Nick is going through a stubborn teenager phrase. He only wants to do what he wants to do. When invited to join me in some form of interaction, he makes the sign for 'finished' quicker than you can say, "let's....."
Thankfully, I am a veteran RDI parent and know how to get around his resistance without making him feel pressurised to perform.
The easiest way to explain how I parent Nick is to look at how I approached our latest cooking experience.
1. I plan what needs to be done for the activity.
* Collect the ingredients and utensils
* Preparation of ingredients
2. I decide on our roles.
* I talk about the items I need for the recipe. Nick collects the items.
* I prepare the ingredients. Nick places the ingredients into the saucepan.
3. I plan opportunities for Nick that encourage him to think for himself.
* I choose a saucepan that is in a very low cupboard and under another saucepan.
* I leave the mince in the fridge and he has to figure out how to find it.
* I open the stock cube wrapping just a tiny bit and Nick has to remove the cube.
* I don't open the tins of tomatoes. Nick needs to figure out the next step.
4. My methods for engagement
* I do the majority of the cooking and invite Nick to assist me.
* I don't rush through the activity and am mindful about how I approach Nick.
* If Nick refuses to join me, I wait patiently without saying a word. #workseverytime
* I do not tell Nick what do to.
* I use declarative comments to encourage independent thinking.
* I am mindful and give Nick plenty of time to think and respond.
* I talk aloud, thus letting Nick know about the process and what is happening next.
* I keep Nick's role manageable yet with a little challenge. Edge+1
* I pause what I am doing and wait to see if Nick jumps into help me.
* At times I am non verbal and I wait for Nick to reference me for information.
* I spotlight moments of success.
5. My thoughts
* I don't expect Nick to stay with me for the duration of the cooking.
* A minute here, five minutes there... they all add up.
* I am very aware that the activity is about our interaction with each other.
* I endeavour to not let the activity become all about the task at hand.
* I don't beat myself up if the activity doesn't pan out how I want it to.
* It is always helpful to plan what I would like to achieve.
* My mindset is such that I can be spontaneous with Nick and instinctively make a plan.

- RECORDS SUPPLIED
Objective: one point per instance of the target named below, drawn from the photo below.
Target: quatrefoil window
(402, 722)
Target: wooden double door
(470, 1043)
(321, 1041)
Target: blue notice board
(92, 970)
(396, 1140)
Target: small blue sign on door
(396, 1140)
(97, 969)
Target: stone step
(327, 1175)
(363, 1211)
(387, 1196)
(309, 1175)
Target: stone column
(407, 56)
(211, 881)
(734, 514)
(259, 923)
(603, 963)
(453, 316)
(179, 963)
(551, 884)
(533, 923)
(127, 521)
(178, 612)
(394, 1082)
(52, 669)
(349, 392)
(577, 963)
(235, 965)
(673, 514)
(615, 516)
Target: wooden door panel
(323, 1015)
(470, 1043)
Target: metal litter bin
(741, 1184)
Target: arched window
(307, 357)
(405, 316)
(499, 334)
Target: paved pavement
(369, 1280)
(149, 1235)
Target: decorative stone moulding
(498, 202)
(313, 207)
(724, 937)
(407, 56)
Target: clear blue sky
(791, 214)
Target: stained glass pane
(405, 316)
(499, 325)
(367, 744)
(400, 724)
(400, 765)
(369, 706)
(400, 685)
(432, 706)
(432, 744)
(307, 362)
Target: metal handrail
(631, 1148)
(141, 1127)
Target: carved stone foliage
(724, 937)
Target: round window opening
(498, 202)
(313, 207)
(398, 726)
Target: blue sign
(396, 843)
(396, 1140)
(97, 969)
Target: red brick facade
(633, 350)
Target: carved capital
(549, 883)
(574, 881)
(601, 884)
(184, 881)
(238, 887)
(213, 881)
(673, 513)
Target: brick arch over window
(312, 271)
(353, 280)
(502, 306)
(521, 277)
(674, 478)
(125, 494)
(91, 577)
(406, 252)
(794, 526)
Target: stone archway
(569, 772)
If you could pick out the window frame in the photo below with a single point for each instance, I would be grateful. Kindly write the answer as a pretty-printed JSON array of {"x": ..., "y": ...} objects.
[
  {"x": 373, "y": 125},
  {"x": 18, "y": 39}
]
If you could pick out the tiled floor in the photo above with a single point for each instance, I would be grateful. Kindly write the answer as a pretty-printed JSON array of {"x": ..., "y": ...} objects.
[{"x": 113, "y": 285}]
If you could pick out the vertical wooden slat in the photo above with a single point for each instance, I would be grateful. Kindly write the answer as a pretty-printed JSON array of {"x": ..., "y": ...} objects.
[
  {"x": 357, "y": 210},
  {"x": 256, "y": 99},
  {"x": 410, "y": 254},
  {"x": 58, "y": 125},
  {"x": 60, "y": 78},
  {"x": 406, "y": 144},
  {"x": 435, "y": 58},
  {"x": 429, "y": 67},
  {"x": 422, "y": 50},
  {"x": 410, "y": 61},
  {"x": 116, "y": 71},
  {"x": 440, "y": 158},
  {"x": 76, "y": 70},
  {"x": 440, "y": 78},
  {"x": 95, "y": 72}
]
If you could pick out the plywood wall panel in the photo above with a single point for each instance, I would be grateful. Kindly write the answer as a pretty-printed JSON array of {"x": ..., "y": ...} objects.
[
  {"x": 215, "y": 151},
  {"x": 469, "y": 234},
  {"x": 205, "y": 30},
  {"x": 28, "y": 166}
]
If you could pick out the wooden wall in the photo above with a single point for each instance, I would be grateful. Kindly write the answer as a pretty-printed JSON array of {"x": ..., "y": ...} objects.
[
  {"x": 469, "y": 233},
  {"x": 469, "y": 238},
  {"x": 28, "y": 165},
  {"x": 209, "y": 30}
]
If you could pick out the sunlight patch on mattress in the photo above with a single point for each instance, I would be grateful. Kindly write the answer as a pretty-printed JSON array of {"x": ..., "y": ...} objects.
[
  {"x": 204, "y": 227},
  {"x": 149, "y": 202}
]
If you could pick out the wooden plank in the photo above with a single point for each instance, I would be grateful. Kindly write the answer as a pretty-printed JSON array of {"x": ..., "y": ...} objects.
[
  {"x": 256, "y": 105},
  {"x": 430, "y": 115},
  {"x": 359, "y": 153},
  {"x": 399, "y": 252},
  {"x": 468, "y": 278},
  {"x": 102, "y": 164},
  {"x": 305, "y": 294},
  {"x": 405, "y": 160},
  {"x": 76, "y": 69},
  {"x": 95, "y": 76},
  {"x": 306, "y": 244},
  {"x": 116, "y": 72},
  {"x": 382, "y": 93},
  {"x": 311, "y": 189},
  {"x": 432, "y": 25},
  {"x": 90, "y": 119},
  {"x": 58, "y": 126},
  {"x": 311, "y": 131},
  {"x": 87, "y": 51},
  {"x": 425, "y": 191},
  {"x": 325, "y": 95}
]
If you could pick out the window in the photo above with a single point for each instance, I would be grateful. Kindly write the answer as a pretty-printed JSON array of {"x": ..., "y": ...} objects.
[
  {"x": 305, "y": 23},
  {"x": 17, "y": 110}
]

- WORK REQUIRED
Return, word for word, the part of the cooking passage that opens with the words containing "The easiest way" and closes with "to assist me.". The listing above has no connection to the cooking passage.

- WRITTEN REPLY
The easiest way to explain how I parent Nick is to look at how I approached our latest cooking experience.
1. I plan what needs to be done for the activity.
* Collect the ingredients and utensils
* Preparation of ingredients
2. I decide on our roles.
* I talk about the items I need for the recipe. Nick collects the items.
* I prepare the ingredients. Nick places the ingredients into the saucepan.
3. I plan opportunities for Nick that encourage him to think for himself.
* I choose a saucepan that is in a very low cupboard and under another saucepan.
* I leave the mince in the fridge and he has to figure out how to find it.
* I open the stock cube wrapping just a tiny bit and Nick has to remove the cube.
* I don't open the tins of tomatoes. Nick needs to figure out the next step.
4. My methods for engagement
* I do the majority of the cooking and invite Nick to assist me.